Extract every line of the listing that contains the word "tape".

Information shown:
------------------------------------
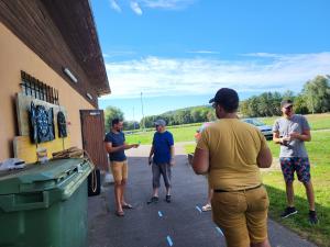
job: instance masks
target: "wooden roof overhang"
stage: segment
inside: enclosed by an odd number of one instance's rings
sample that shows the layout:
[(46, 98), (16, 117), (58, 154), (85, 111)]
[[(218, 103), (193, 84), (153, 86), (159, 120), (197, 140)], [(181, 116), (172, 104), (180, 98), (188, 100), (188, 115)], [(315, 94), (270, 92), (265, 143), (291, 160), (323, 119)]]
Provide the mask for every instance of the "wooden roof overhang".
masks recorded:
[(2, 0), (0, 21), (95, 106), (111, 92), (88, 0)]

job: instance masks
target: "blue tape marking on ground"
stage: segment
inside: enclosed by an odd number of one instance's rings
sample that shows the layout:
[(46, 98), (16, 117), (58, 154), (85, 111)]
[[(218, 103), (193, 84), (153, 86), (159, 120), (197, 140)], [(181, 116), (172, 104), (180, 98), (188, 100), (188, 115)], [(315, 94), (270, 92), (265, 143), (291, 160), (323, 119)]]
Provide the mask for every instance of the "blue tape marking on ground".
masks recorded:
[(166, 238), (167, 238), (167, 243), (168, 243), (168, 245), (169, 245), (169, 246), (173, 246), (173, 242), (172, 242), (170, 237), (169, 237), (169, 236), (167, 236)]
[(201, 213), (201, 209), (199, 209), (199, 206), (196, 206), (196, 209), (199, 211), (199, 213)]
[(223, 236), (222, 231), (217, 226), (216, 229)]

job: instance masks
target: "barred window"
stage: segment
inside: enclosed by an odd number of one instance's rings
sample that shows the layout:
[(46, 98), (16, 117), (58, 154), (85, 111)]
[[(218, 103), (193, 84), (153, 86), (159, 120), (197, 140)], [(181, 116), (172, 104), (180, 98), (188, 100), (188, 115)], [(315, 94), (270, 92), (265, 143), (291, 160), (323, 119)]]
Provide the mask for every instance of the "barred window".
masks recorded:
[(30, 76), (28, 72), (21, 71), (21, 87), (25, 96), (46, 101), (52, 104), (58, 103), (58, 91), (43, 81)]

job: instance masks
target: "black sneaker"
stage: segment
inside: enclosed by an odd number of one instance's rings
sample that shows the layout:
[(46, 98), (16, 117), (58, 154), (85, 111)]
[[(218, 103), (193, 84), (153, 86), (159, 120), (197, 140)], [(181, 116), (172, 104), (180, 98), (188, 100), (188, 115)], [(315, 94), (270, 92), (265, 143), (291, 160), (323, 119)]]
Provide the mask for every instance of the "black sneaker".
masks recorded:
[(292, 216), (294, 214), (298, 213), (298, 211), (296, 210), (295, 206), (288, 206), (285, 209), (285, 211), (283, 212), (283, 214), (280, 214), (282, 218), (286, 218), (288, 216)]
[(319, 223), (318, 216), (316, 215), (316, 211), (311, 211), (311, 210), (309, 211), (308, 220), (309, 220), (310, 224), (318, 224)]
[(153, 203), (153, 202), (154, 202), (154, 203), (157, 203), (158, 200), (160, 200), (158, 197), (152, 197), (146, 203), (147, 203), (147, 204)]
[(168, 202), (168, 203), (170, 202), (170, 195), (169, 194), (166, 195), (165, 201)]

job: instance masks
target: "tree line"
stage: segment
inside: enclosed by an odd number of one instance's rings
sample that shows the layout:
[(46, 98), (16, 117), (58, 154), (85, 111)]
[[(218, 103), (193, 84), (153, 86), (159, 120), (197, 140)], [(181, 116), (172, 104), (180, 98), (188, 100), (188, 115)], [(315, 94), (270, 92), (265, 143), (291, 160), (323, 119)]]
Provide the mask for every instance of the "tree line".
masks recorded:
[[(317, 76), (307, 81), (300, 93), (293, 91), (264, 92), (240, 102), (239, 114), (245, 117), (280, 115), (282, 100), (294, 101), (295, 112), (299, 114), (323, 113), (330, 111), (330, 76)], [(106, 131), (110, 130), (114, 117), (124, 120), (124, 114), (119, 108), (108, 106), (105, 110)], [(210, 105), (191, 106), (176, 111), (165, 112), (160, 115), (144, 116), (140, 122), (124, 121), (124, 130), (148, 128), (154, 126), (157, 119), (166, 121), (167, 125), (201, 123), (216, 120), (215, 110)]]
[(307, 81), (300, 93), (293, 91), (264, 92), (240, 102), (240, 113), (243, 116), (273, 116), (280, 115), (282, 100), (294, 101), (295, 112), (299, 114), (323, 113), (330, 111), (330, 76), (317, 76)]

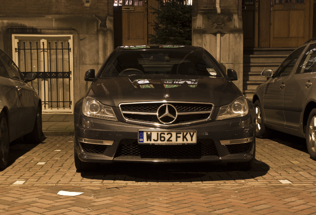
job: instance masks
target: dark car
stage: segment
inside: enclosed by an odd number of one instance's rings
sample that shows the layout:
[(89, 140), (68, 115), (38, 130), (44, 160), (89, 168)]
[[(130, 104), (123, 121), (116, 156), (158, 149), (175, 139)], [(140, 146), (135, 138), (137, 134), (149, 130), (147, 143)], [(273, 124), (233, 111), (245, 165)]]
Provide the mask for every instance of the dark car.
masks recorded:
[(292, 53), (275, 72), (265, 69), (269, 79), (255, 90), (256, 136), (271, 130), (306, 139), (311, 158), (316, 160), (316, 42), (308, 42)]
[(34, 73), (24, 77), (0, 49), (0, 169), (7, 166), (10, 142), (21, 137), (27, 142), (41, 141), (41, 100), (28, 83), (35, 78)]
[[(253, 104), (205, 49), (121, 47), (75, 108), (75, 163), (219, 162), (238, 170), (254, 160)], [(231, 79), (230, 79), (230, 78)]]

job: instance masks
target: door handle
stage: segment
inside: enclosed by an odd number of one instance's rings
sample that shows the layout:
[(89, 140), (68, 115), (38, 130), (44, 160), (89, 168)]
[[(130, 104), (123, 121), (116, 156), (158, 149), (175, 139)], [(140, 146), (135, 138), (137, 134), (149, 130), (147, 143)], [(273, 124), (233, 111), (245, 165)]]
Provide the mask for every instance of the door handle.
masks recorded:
------------------------------------
Solution to this exercise:
target: "blue tape marking on ground"
Provide the mask for every instance of the "blue tape marking on ground".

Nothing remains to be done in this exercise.